### Information provided
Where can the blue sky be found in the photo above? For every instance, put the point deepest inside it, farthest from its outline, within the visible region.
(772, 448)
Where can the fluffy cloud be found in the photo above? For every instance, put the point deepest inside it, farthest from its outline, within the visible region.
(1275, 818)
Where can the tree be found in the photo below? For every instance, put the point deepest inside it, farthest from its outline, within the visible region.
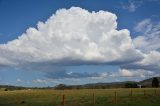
(61, 87)
(155, 82)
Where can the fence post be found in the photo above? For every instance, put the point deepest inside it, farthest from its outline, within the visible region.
(63, 97)
(115, 98)
(131, 93)
(93, 99)
(144, 92)
(155, 92)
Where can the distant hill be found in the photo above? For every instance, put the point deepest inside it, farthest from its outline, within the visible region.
(147, 82)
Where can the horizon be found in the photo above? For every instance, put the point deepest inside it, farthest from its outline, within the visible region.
(46, 43)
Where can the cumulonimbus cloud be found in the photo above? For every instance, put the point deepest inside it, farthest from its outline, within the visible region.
(72, 36)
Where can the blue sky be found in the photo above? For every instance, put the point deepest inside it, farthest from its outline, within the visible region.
(140, 17)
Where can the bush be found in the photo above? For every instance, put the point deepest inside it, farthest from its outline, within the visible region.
(131, 85)
(155, 82)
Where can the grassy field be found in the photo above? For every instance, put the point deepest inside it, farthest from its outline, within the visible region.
(83, 97)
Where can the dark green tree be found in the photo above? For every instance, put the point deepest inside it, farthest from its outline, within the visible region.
(155, 82)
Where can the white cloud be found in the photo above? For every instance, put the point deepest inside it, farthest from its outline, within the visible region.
(150, 35)
(150, 62)
(131, 5)
(72, 36)
(135, 73)
(19, 80)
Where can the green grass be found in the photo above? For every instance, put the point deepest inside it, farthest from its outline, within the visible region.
(83, 97)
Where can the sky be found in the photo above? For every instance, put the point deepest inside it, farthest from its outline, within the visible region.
(49, 42)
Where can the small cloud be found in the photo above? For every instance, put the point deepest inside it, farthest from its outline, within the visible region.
(63, 74)
(131, 5)
(19, 80)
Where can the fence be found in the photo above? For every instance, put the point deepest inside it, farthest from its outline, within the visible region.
(115, 99)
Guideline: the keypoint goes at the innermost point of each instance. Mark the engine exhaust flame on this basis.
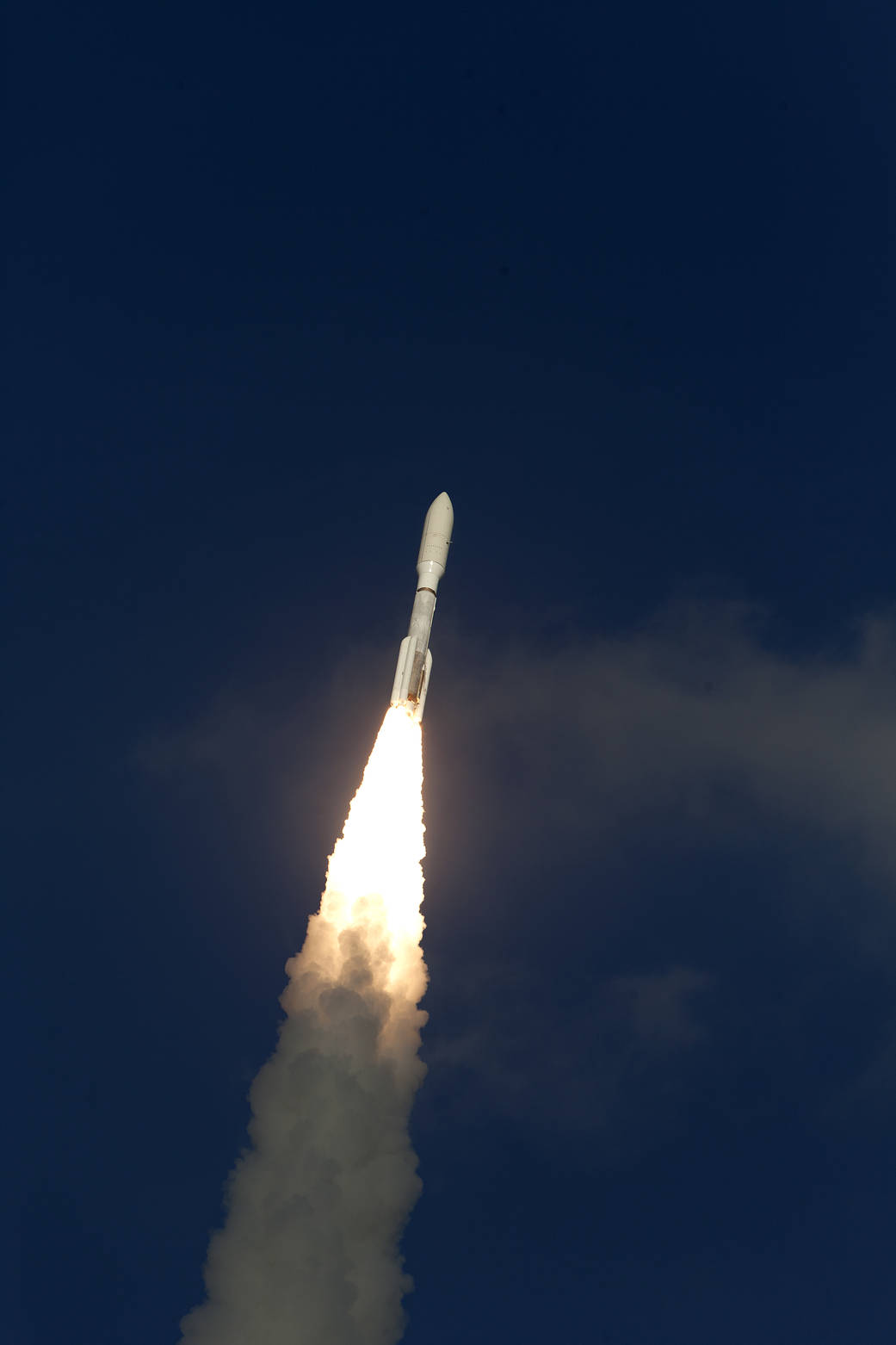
(317, 1204)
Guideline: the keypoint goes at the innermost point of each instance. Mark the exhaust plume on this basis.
(317, 1204)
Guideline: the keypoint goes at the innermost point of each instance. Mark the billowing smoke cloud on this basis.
(317, 1206)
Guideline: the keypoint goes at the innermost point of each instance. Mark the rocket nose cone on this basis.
(440, 517)
(436, 537)
(442, 506)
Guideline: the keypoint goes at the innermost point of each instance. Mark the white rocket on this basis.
(415, 660)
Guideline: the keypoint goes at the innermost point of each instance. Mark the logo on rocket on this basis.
(415, 660)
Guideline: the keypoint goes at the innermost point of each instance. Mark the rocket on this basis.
(415, 660)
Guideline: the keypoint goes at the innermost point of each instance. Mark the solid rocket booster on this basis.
(415, 660)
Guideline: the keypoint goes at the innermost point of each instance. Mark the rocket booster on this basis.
(415, 660)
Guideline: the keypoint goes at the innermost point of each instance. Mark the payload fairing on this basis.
(415, 660)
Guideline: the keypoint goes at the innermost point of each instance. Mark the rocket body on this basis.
(415, 660)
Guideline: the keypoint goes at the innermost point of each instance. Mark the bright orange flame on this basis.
(374, 878)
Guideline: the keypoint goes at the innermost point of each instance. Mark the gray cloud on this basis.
(688, 737)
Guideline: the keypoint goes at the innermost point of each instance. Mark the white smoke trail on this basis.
(317, 1204)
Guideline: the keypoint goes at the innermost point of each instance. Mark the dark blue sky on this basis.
(623, 282)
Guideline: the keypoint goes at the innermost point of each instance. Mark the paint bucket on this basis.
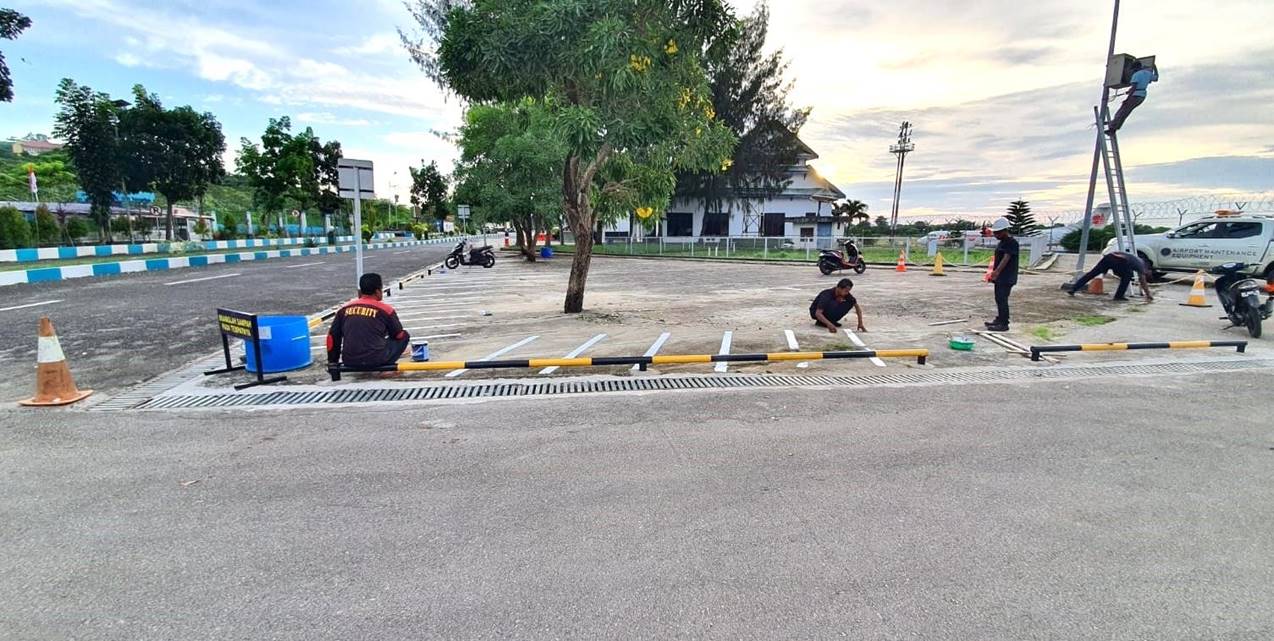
(421, 351)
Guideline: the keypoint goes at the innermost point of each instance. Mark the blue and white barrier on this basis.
(129, 266)
(64, 252)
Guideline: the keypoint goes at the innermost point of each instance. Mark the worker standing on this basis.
(1005, 274)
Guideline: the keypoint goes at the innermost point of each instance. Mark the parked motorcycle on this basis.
(832, 260)
(484, 256)
(1241, 297)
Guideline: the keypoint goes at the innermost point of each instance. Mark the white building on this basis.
(804, 209)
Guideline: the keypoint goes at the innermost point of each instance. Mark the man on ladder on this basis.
(1140, 80)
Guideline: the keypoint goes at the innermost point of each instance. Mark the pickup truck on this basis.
(1209, 242)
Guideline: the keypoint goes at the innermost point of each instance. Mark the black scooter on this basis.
(832, 260)
(484, 256)
(1241, 297)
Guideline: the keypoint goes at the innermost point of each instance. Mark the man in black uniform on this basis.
(832, 305)
(1005, 274)
(367, 331)
(1125, 266)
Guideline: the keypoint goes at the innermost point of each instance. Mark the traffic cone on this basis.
(54, 382)
(938, 266)
(1198, 293)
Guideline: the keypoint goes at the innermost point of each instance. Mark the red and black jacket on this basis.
(361, 331)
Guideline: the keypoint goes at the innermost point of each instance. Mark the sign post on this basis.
(245, 328)
(356, 182)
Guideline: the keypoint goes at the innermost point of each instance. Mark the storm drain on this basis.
(567, 388)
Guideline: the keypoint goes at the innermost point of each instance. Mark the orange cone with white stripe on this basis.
(54, 382)
(1198, 293)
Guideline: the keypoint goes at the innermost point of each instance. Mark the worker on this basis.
(366, 331)
(1142, 78)
(1005, 274)
(835, 303)
(1124, 265)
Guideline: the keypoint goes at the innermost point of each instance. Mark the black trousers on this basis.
(1109, 264)
(1125, 111)
(1002, 302)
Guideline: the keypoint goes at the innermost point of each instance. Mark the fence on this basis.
(919, 251)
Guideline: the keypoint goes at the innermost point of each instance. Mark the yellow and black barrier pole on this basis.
(1241, 345)
(921, 357)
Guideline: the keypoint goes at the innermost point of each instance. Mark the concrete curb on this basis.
(108, 269)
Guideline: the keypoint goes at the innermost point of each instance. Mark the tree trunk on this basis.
(168, 222)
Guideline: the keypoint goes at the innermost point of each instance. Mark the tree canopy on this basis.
(175, 152)
(622, 83)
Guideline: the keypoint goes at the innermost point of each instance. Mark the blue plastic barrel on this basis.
(284, 344)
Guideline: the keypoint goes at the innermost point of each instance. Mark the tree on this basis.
(429, 191)
(751, 97)
(1021, 222)
(173, 152)
(852, 210)
(622, 82)
(508, 168)
(87, 121)
(12, 24)
(14, 230)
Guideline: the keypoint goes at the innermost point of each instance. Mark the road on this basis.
(122, 330)
(942, 514)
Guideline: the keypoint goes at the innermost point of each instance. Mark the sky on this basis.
(1000, 92)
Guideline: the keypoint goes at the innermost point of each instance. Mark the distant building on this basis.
(33, 144)
(804, 209)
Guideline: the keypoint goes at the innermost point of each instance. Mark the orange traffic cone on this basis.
(1198, 293)
(54, 382)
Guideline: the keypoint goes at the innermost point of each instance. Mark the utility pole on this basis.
(901, 149)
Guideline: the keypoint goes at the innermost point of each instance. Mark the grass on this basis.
(1095, 321)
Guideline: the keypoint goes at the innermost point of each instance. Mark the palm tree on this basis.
(852, 209)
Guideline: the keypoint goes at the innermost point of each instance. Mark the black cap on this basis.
(370, 283)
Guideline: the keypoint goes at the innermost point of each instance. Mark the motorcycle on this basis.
(484, 256)
(1240, 296)
(832, 260)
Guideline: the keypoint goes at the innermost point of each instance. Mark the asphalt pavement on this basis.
(121, 330)
(1128, 509)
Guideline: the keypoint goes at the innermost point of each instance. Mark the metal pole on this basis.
(358, 226)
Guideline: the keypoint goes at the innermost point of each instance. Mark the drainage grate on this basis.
(516, 389)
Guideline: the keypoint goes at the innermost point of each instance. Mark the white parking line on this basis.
(654, 349)
(576, 352)
(28, 305)
(496, 354)
(794, 345)
(856, 340)
(199, 279)
(725, 349)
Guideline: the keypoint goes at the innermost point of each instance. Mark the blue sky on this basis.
(1000, 91)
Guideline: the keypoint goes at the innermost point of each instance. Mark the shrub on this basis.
(14, 230)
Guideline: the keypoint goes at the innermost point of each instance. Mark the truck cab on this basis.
(1205, 244)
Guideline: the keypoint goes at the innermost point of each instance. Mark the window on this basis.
(680, 224)
(1240, 230)
(716, 224)
(775, 226)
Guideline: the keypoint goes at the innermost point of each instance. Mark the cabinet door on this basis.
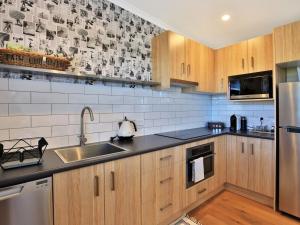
(238, 59)
(122, 192)
(261, 166)
(287, 43)
(192, 60)
(177, 55)
(232, 159)
(206, 71)
(260, 53)
(219, 178)
(79, 196)
(242, 162)
(220, 71)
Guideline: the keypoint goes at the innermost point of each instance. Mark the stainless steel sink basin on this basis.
(79, 153)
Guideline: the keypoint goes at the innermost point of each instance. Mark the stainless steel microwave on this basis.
(251, 86)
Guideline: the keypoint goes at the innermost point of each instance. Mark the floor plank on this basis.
(230, 209)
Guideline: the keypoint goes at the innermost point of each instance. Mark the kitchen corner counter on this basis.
(139, 145)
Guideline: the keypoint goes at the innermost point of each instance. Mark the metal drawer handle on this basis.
(96, 187)
(166, 157)
(165, 207)
(10, 193)
(167, 179)
(202, 191)
(112, 180)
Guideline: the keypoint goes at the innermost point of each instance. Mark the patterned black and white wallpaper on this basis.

### Directions for this task
Please copy the line holding "handle on this basis." and all lines after it to the end of the records, exactly, and nothing else.

### Answer to the exercise
Guideline: the keypoint goes at the innermost point of each instance. Mark the metal drawer handle on this basis.
(96, 187)
(166, 157)
(165, 207)
(10, 193)
(167, 179)
(202, 191)
(112, 180)
Guideline: the keypoint goes at the innermost point of each instance. Mark the patterned black and white wallpaper on this basis.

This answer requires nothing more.